**Instruções**
**1.** Traduza para o inglês a seguinte frase do trecho selecionado: "Em 1984, entre muitos outros hits, Lulu Santos e Paralamas destacavam-se nas rádios com versões para 'Assaltaram a Gramática', composta por Lulu e o poeta Waly Salomão: 'assaltaram a gramática / assassinaram a lógica/botaram poesia/na bagunça do dia-a-dia'."
**2.** Segundo o trecho selecionado, onde ocorreram as recentes investidas contra a linguagem neutra?

**Trecho selecionado**
25 de julho de 2021

Soneto Walfare

Os portoalegrenses, ali pelas cinco,

ocupam o ocaso na orla do Guaíba

entre skates crianças cervejas brincos

indistintos à luz, luxo e pindaíba.


Por aqui há espaços feitos para os ricos...

parque apenas se ampla e gratuita guarida,

do contrário, uma insípida urbe de ricos,

que aos domingos vão à praia ou Curitiba


comida, ônibus e, aos mais pobres, respeito 

tanto quanto espaços e malhas viárias:

só a equidade garante o parque perfeito


é preciso que se atenda esse direito:

à parte tantas flores e luminárias

entre esses parques, não há parques, prefeito.

15 de julho de 2021

Nas margens da língua, a linguagem neutra

    Em 1984, entre muitos outros hits, Lulu Santos e Paralamas destacavam-se nas rádios com versões para "Assaltaram a Gramática", composta por Lulu e o poeta Waly Salomão: "assaltaram a gramática / assassinaram a lógica/botaram poesia/na bagunça do dia-a-dia". Ao contrário do que o primeiro verso possa sugerir, a canção não defende nenhum ponto de vista conservador acerca da manutenção das características padronizadas da língua, e sim a subversão dessa linguagem - orientada, na canção, pela ação do poeta, ofício manejado por habilidade por Waly, que certamente ecoa na letra sua leitura do que concretistas, marginais, adeptos da poesia-práxis e outras correntes de experimentação linguística faziam com a língua portuguesa na década de 80, paralelamente às experimentações musicais de artistas como Lulu e Herbert, mesclando, por exemplo, o dub, o punk e o ska, ritmos que marcam a melodia de "Assaltaram a Gramática" e outros trabalhos das bandas. Alheios à concepção de que a língua está sempre em eterna transformação e que, mesmo os homens atribuindo-lhe uma estrutura aparentemente estável - o código, a norma, a tal Gramática do título - aquela segue seu caminho de absorção, remodelamento e criação de novas estruturas - morfológicas, sintáticas, semânticas e - por consequência - ortográficas, alguns parlamentares do país, em especial catarinenses, decidiram, nos últimos anos, combater a essência dinâmica das línguas, observadas desde sua origem, ao pretenderem determinar como a língua portuguesa deve ser usada no estado - refiro-me às recentes investidas contra a linguagem neutra nas Câmaras Legislativas catarinenses.

**Registros fornecidos**

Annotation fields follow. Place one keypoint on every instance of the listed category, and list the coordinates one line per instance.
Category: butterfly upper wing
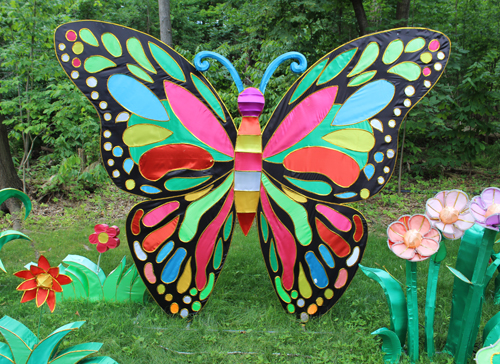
(166, 135)
(333, 139)
(165, 131)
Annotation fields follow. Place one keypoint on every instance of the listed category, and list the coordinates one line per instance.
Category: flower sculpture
(449, 212)
(41, 282)
(413, 238)
(486, 208)
(105, 237)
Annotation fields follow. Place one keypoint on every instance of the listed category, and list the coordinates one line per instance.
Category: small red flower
(41, 282)
(105, 237)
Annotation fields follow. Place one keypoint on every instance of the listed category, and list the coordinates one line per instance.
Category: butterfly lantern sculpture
(168, 136)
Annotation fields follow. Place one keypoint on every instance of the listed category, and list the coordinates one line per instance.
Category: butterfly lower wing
(179, 245)
(311, 249)
(164, 129)
(333, 137)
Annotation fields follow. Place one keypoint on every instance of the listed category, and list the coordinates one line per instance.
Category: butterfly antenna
(294, 66)
(205, 65)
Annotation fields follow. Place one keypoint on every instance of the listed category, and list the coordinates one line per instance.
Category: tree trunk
(402, 13)
(8, 174)
(165, 23)
(359, 10)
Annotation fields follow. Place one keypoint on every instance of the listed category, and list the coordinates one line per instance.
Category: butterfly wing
(165, 135)
(332, 139)
(180, 245)
(164, 129)
(311, 248)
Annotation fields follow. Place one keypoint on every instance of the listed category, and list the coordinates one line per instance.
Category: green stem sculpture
(411, 298)
(430, 299)
(472, 311)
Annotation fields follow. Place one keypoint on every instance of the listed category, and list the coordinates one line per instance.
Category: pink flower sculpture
(413, 238)
(105, 237)
(449, 212)
(486, 208)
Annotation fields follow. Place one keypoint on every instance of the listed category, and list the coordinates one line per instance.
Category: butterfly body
(167, 135)
(248, 157)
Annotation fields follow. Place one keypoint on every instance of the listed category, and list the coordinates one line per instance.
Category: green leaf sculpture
(23, 347)
(489, 354)
(9, 235)
(391, 345)
(395, 299)
(90, 282)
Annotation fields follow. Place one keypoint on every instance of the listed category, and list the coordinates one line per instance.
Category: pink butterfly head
(251, 102)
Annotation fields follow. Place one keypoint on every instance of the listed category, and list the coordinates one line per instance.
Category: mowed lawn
(243, 321)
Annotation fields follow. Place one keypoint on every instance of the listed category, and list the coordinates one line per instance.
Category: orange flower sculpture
(42, 282)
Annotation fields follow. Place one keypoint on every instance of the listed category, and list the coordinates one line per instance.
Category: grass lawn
(243, 321)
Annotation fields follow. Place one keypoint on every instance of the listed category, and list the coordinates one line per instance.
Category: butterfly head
(251, 102)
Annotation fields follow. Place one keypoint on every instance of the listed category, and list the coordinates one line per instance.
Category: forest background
(53, 131)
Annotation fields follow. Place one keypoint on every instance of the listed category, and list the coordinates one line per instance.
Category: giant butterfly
(167, 135)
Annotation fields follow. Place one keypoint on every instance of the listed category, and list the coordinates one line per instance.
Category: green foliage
(90, 282)
(23, 347)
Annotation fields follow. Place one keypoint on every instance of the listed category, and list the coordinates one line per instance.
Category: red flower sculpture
(105, 237)
(41, 282)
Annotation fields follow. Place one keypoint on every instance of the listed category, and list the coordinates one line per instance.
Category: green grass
(243, 321)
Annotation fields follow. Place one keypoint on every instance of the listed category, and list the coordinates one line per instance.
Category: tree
(359, 10)
(8, 175)
(403, 12)
(165, 23)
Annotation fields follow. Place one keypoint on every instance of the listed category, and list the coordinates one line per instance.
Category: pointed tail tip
(245, 220)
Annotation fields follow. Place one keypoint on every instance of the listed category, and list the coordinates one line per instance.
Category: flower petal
(63, 279)
(433, 234)
(51, 301)
(433, 207)
(36, 271)
(420, 223)
(477, 210)
(396, 231)
(100, 228)
(24, 274)
(404, 219)
(428, 247)
(112, 231)
(402, 251)
(41, 296)
(28, 296)
(465, 221)
(54, 272)
(457, 199)
(93, 238)
(27, 285)
(43, 263)
(56, 286)
(439, 225)
(113, 243)
(102, 248)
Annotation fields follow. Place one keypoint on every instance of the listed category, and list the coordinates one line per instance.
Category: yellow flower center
(412, 239)
(493, 209)
(103, 238)
(44, 280)
(448, 215)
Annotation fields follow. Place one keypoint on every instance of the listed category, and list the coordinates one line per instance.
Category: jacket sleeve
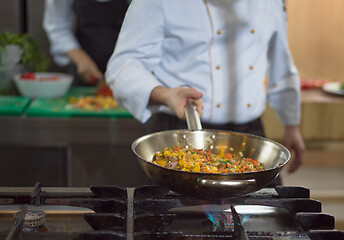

**Respostas às tarefas**
**1.** In 1984, among many other hits, Lulu Santos and Paralamas stood out on the radio with versions of "Assaltaram a Gramática," written by Lulu and the poet Waly Salomão: "they robbed grammar / they murdered logic / they put poetry / into the mess of everyday life."

**2.** Nas Câmaras Legislativas catarinenses.